Task directions: Repeat precisely the span of lines below that opens with the line containing "Find the innermost point of each instance of the garage" and closes with the line containing "Find the innermost point of each instance of the brick", both included.

Data shown:
————————

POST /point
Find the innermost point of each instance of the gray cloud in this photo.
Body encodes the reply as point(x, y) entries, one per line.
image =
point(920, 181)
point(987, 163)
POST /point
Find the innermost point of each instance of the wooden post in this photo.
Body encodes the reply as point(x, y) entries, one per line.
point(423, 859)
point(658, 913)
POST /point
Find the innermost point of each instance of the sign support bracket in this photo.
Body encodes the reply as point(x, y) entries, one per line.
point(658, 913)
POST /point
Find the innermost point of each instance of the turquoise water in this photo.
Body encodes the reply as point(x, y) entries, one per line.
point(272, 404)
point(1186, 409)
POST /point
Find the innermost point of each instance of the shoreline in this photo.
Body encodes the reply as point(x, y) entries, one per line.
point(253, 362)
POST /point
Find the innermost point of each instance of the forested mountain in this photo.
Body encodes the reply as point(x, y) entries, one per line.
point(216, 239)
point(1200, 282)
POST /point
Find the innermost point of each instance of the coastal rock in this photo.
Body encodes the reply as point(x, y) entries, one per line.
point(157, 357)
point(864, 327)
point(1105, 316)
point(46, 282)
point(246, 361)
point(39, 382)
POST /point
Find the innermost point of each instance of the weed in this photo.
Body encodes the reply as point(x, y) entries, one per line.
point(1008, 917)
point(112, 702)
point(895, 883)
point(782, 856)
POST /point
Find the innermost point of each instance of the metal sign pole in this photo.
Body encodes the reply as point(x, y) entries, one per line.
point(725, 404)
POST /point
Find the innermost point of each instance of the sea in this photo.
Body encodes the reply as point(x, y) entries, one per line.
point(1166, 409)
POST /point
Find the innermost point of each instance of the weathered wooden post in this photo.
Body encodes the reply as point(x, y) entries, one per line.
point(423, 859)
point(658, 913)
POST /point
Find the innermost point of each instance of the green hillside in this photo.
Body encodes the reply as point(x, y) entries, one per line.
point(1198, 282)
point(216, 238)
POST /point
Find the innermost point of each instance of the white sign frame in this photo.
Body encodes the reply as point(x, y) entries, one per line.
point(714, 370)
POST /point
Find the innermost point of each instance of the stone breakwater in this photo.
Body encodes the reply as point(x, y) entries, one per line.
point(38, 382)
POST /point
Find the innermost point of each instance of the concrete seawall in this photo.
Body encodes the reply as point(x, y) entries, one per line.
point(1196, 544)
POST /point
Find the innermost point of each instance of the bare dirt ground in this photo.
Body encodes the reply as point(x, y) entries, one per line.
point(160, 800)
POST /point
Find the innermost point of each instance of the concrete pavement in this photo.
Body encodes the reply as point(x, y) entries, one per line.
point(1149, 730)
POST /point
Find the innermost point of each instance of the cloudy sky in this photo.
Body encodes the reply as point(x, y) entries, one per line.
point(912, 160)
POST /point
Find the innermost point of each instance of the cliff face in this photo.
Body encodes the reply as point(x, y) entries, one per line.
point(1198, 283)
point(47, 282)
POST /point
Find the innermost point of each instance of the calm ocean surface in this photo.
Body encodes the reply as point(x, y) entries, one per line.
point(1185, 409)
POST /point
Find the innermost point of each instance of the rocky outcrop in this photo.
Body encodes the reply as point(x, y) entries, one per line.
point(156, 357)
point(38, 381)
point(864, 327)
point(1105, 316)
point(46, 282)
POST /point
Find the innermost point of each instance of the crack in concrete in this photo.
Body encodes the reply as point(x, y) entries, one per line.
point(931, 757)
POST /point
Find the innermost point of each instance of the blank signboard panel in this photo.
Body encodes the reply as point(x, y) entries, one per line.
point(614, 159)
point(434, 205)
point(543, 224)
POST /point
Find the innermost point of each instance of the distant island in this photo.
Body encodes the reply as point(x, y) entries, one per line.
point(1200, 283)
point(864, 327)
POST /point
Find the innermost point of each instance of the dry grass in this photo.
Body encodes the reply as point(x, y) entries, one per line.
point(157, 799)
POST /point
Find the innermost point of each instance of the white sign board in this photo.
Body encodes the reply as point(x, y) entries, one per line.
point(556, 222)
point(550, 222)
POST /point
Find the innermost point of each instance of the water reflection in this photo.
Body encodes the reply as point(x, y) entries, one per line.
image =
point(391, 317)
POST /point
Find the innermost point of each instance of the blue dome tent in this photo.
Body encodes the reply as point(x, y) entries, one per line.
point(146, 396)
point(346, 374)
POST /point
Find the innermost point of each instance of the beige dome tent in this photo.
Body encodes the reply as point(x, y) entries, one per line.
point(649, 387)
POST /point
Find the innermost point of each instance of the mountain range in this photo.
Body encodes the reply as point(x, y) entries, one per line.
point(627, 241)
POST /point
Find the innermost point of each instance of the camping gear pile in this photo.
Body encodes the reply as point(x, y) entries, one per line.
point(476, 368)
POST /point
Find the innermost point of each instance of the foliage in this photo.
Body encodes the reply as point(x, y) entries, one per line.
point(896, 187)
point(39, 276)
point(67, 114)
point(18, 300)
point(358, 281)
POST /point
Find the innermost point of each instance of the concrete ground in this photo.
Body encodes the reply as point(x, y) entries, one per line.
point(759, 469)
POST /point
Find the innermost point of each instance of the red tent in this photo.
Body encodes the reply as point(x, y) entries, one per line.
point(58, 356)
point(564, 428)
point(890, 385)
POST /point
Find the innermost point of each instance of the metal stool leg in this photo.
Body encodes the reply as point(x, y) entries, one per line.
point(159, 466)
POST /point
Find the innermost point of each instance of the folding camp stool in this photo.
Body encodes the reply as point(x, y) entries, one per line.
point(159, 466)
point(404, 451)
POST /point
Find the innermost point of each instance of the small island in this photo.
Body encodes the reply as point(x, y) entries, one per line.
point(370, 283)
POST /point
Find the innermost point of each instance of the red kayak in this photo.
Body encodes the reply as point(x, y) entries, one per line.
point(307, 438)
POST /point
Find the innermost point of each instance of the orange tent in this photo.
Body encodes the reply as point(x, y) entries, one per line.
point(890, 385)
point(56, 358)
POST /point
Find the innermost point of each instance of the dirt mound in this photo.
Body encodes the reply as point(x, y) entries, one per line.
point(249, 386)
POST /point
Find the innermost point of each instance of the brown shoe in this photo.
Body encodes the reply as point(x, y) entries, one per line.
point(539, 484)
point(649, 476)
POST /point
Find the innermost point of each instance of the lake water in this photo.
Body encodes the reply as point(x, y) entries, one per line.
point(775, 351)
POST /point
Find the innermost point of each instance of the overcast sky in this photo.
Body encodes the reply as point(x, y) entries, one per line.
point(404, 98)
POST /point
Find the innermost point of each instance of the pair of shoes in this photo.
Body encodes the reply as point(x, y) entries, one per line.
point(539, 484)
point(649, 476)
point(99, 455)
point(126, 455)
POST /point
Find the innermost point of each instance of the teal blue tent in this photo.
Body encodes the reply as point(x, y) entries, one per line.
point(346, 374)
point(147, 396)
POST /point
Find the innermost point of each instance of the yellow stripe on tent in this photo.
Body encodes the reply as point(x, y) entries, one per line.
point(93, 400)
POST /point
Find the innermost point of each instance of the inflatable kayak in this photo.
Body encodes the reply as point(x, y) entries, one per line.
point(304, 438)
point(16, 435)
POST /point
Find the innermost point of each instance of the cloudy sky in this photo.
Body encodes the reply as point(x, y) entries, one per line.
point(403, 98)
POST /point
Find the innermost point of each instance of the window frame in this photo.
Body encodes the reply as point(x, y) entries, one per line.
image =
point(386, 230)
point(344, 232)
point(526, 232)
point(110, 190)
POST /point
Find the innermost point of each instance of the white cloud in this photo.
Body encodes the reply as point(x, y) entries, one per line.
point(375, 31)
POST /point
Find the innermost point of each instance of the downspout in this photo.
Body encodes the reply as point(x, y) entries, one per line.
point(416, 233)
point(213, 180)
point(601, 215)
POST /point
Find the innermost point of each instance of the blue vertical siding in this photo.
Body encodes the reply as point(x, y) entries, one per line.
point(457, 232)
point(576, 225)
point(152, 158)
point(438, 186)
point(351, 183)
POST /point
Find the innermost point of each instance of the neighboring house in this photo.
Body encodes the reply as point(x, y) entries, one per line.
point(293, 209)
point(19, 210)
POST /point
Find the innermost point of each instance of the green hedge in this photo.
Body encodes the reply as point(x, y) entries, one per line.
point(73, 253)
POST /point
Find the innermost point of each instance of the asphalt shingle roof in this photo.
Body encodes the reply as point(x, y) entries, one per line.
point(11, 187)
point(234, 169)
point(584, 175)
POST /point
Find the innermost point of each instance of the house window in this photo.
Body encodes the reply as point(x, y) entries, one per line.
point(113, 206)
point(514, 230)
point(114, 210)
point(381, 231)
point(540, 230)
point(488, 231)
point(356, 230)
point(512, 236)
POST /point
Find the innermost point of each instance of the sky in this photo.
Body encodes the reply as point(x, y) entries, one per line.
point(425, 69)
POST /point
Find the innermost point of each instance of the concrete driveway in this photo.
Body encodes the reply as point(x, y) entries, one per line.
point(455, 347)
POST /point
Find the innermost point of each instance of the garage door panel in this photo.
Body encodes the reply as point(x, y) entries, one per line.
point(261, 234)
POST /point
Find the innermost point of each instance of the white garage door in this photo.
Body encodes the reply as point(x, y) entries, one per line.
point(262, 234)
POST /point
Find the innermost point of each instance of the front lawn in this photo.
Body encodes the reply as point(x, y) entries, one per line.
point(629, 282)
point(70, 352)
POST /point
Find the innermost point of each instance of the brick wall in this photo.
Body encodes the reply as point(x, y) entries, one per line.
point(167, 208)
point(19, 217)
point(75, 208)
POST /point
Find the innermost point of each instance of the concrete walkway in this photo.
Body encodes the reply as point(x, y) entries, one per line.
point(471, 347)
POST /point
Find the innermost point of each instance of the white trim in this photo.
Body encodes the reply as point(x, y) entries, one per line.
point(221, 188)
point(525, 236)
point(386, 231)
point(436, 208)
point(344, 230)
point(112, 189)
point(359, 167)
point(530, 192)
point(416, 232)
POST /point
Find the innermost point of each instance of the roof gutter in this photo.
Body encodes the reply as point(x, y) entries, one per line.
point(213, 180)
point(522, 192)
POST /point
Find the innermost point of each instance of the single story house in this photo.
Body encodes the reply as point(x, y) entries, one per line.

————————

Solution below:
Find the innermost point of each instance of the garage door panel in this photo.
Body encodes the reply as point(x, y) entries, one per line.
point(261, 234)
POST /point
Find the innermost point of each instance of the white garage door in this photo.
Body encodes the reply as point(x, y) entries, one per line.
point(262, 234)
POST /point
Find the innermost point of each instance of the front lawn in this photo.
Body encodes the reply as point(x, y) entries, one per line.
point(629, 282)
point(70, 352)
POST /point
Find the innermost point of each instance of the brick wall in this photo.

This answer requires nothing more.